__AIM OF THE EXERCISE__: Write the next part of the passage on experiential learning and placement injuries, starting after its final sentence.

__SOURCE EXTRACT__:
Curricular experiential learning opportunities are embedded in academic programs. These types of opportunities are available as part of a course or program of study and allow you to apply the disciplinary knowledge you are learning through projects, partnerships, and placements.
Co-curricular experiential learning activities are structured experiences that complement the formal curriculum but that are not required for graduation. These opportunities are intended to augment your academic experience, allowing you to apply your disciplinary knowledge and competencies in a variety of settings.
Virtually all experiential learning opportunities will offer some form of credit or recognition for participation. Courses that incorporate curricular experiential learning opportunities will be listed on your transcript. The majority of co-curricular experiential learning opportunities will provide recognition through the Co-Curricular Record.
Experiential learning allows you to learn new skills, understand workplace practices, acquire new knowledge, and explore how your academic experiences can help you contribute to the broader community and society. You will also have the chance to experience professional work environments, gaining a sense of how you might wish to apply your degree upon graduation and developing professional connections. Through reflecting on these experiences, you will be able to perceive changes in your thinking or attitudes, articulate what you have learned, and position yourself for future opportunities.
If the student is on an unpaid placement, the following steps need to be followed:
- The student should immediately notify their placement employer/supervisor and their University placement contact.
- The University placement contact must complete the Accident Injury Form on behalf of the injured student and should provide it to email@example.com within 24 hours.
- The University Coordinator, Student Placements will provide the University placement contact and student with next steps and appropriate documentation.
If the student is on a paid placement, they are covered by the Workplace Safety and Insurance Board (WSIB) as an employee of the placement organization. The internal protocols of the organization should be followed to manage the insurance aspects of the injury. The University program coordinator must also be informed about the injury.

__AVAILABLE DATA__:
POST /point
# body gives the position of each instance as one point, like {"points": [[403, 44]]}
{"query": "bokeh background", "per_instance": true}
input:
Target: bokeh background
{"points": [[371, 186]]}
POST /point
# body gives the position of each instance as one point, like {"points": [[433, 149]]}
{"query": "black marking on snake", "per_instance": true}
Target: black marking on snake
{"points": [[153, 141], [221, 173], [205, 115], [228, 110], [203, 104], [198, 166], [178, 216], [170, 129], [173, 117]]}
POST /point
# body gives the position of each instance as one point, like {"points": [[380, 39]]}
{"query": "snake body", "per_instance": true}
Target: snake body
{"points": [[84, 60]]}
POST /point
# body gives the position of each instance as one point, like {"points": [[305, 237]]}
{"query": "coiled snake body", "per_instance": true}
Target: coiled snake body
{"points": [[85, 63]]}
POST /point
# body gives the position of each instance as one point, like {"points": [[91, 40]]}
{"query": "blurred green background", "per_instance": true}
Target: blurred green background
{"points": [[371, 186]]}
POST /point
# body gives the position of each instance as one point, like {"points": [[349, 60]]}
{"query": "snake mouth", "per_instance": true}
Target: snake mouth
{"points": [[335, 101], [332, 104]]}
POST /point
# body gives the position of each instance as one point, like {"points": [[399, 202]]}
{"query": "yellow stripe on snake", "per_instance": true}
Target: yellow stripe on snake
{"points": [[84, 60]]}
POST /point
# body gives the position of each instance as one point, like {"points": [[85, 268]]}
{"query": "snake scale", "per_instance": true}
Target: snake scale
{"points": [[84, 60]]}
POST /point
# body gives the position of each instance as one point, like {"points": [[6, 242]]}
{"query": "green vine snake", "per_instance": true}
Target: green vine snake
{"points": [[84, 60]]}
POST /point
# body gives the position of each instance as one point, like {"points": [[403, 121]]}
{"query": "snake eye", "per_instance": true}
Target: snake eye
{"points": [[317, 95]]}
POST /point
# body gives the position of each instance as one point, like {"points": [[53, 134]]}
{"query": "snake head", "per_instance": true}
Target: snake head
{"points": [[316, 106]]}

__RESULT__:
Academic internships, practicums, and co-ops offer students the opportunity to spend time in professional work environments but there are fundamental differences between them.
A practicum or clinical placement is a curricular opportunity that is designed for students who are required to meet a set number of hours as part of an academic program of study and/or to meet a prerequisite for a licensing board or professional certificate. Students on practicums do not usually have their own caseload/workload as the work they do is completed in a supervised setting. These opportunities are typically unpaid and are often found in clinical and education fields.
An academic internship is an internship that is connected to a course or program of study. These opportunities can be full-time or part-time and the duration varies depending on the circumstances.
Co-op programs have clearly defined work terms, students complete a 4, 8-, 12-, or 16-month full-time term.
Academic internships differ from co-op programs in a few ways: academic internships that are connected to a course are typically unpaid while the significant majority of co-ops are paid; organizations who hire students from accredited co-op programs are eligible to apply for the Ontario Co-operative Education Tax Credit; academic internships typically have a more defined pool of students from a single course or discipline of study, while the pool of candidates for a co-op placement tend to be larger. There are also key differences related to the guidelines and procedures associated with these types of placements.